__ARTIKEL__
OGH 2Ob148/08s

OGH2Ob148/08s14.8.2008

Der Oberste Gerichtshof hat als Revisionsgericht durch den Senatspräsidenten Dr. Baumann als Vorsitzenden und durch die Hofräte Dr. Veith, Dr. Grohmann, Dr. E. Solé und Dr. Nowotny als weitere Richter in den verbundenen Rechtssachen I. der klagenden Partei F* GmbH, *, vertreten durch Dr. Hans Schönherr, Rechtsanwalt in Wien, wider die beklagte Partei Verband der Versicherungsunternehmen Österreichs, Schwarzenbergplatz 7, 1030 Wien, vertreten durch Dr. Herbert Salficky, Rechtsanwalt in Wien, wegen 83.453,81 EUR sA, sowie II. der klagenden Partei Franz K*, vertreten durch Dr. Hans Schönherr, Rechtsanwalt in Wien, gegen die beklagte Partei Verband der Versicherungsunternehmen Österreichs, Schwarzenbergplatz 7, 1030 Wien, vertreten durch Dr. Herbert Salficky, Rechtsanwalt in Wien, wegen 132.917,86 EUR sA und Feststellung (Streitinteresse 5.000 EUR), über die außerordentliche Revision der jeweils beklagten Partei gegen das Urteil des Oberlandesgerichts Wien als Berufungsgericht vom 14. April 2008, GZ 15 R 210/07y‑52, in nichtöffentlicher Sitzung den

Beschluss

gefasst:

European Case Law Identifier: ECLI:AT:OGH0002:2008:E88486

Rechtsgebiet: Zivilrecht

 

Spruch:

Die außerordentliche Revision wird gemäß § 508a Abs 2 ZPO mangels der Voraussetzungen des § 502 Abs 1 ZPO zurückgewiesen (§ 510 Abs 3 ZPO).

Der Antrag der klagenden Parteien auf Zuspruch der Kosten der Revisionsbeantwortung wird gemäß § 508a Abs 2 Satz 2 ZPO abgewiesen.

Begründung:

Rechtliche Beurteilung

1. § 20 Abs 1 StVO ist eine Schutznorm, die allen Gefahren des Straßenverkehrs vorbeugen soll, die eine überhöhte Geschwindigkeit mit sich bringt (RIS‑Justiz RS0027748). Der daraus abgeleitete Grundsatz des Fahrens auf Sicht bedeutet, dass ein Fahrzeuglenker seine Fahrgeschwindigkeit so zu wählen hat, dass er sein Fahrzeug beim Auftauchen eines Hindernisses rechtzeitig zum Stehen bringen oder zumindest das Hindernis umfahren kann (2 Ob 65/05f mwN; RIS‑Justiz RS0074750). Jeder Kraftfahrer muss daher seine Fahrweise so gestalten, dass der Weg des abzubremsenden Fahrzeugs in der Zeit vom Erkennen eines Hindernisses auf der Fahrbahn bis zum vollen Stillstand des Fahrzeugs nie länger als die durch ihn eingesehene Strecke ist. Diese Pflicht besteht auch auf Autobahnen (2 Ob 65/05f mwN; RIS‑Justiz RS0074680).

__GEGEBENE EINTRÄGE__

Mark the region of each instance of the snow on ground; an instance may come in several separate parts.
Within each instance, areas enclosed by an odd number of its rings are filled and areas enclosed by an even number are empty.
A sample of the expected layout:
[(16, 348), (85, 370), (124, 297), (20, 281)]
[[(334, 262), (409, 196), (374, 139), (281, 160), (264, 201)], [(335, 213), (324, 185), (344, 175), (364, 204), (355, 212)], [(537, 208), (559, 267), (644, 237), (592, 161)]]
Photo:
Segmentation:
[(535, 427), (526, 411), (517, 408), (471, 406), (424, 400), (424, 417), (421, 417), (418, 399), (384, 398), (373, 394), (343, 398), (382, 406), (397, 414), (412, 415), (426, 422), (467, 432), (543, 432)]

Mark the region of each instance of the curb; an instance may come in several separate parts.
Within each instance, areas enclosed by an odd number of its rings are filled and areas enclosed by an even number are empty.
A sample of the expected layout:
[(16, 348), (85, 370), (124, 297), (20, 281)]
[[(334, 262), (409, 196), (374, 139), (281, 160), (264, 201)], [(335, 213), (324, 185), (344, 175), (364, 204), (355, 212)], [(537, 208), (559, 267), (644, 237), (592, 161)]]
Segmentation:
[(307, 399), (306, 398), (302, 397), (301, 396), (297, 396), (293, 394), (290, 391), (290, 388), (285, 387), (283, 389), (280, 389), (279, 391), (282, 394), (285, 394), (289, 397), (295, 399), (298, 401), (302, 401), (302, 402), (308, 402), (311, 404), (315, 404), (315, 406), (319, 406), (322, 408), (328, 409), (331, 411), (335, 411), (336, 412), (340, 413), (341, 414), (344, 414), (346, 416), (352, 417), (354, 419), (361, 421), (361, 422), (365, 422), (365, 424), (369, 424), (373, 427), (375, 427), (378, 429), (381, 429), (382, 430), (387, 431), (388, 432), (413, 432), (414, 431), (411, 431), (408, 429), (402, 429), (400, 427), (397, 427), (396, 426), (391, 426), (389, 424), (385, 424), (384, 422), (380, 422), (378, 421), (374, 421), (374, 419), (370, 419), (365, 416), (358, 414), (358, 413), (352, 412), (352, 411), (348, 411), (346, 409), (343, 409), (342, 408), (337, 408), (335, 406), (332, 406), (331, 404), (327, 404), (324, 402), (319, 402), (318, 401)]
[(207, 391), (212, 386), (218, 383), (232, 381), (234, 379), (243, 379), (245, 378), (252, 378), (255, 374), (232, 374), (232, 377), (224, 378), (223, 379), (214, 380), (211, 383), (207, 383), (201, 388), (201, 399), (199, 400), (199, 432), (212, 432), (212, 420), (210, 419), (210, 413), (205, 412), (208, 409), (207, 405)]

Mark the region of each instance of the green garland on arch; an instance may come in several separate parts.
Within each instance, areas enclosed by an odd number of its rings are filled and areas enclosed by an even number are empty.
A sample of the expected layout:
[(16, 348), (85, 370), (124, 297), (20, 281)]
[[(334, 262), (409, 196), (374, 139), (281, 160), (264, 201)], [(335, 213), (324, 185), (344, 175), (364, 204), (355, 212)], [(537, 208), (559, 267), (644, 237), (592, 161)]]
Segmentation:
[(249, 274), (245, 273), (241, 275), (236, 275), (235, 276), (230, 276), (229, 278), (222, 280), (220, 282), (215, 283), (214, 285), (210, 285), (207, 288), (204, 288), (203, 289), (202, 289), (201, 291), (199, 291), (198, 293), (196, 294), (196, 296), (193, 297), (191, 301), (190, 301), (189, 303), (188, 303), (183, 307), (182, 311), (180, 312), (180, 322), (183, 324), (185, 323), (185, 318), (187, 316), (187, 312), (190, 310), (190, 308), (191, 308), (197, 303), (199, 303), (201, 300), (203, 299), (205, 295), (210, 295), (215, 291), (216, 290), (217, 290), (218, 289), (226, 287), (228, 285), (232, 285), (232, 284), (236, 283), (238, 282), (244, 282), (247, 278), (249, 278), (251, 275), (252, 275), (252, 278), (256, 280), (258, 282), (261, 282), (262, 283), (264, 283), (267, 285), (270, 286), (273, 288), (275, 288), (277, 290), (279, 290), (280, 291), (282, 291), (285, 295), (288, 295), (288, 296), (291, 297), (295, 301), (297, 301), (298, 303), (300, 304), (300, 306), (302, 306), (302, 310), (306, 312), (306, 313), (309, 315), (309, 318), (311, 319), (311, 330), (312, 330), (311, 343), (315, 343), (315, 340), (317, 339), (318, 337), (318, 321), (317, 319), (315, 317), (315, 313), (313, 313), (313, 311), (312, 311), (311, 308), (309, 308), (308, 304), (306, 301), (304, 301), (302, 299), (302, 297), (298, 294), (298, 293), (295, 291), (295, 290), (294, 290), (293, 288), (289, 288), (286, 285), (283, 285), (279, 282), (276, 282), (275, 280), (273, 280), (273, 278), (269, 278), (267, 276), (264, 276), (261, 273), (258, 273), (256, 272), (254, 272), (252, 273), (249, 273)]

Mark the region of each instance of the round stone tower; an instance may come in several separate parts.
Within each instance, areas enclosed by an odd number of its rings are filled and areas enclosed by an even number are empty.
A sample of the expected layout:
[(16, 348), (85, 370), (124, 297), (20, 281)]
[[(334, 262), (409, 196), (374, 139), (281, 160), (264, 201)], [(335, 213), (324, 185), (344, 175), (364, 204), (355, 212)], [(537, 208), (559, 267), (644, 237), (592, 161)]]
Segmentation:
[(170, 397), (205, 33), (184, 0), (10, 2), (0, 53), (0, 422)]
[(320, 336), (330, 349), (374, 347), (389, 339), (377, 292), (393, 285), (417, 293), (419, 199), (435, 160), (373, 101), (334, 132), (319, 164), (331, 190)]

__GEGEBENE AUFGABE A__
Gib aus der Entscheidung des Obersten Gerichtshofs den Abschnitt wortgetreu aus, der mit den Worten „1. § 20 Abs 1“ beginnt und mit „mwN; RIS‑Justiz RS0074680).“ endet.
__GEGEBENE AUFGABE B__
Beantworte zur Entscheidung des Obersten Gerichtshofs diese Fragen:
(i) Von welchem Tag stammt das angefochtene Urteil des Oberlandesgerichts Wien?
(ii) Welche Bestimmung wird in der rechtlichen Beurteilung als Schutznorm bezeichnet?
(iii) Welcher Rechtsanwalt vertritt die beklagte Partei?
Die Einträge stehen in keinem Zusammenhang mit der Entscheidung.

__AUSGABE A__
1. § 20 Abs 1 StVO ist eine Schutznorm, die allen Gefahren des Straßenverkehrs vorbeugen soll, die eine überhöhte Geschwindigkeit mit sich bringt (RIS‑Justiz RS0027748). Der daraus abgeleitete Grundsatz des Fahrens auf Sicht bedeutet, dass ein Fahrzeuglenker seine Fahrgeschwindigkeit so zu wählen hat, dass er sein Fahrzeug beim Auftauchen eines Hindernisses rechtzeitig zum Stehen bringen oder zumindest das Hindernis umfahren kann (2 Ob 65/05f mwN; RIS‑Justiz RS0074750). Jeder Kraftfahrer muss daher seine Fahrweise so gestalten, dass der Weg des abzubremsenden Fahrzeugs in der Zeit vom Erkennen eines Hindernisses auf der Fahrbahn bis zum vollen Stillstand des Fahrzeugs nie länger als die durch ihn eingesehene Strecke ist. Diese Pflicht besteht auch auf Autobahnen (2 Ob 65/05f mwN; RIS‑Justiz RS0074680).

__AUSGABE B__
(i) Vom 14. April 2008.
(ii) § 20 Abs 1 StVO.
(iii) Dr. Herbert Salficky, Rechtsanwalt in Wien.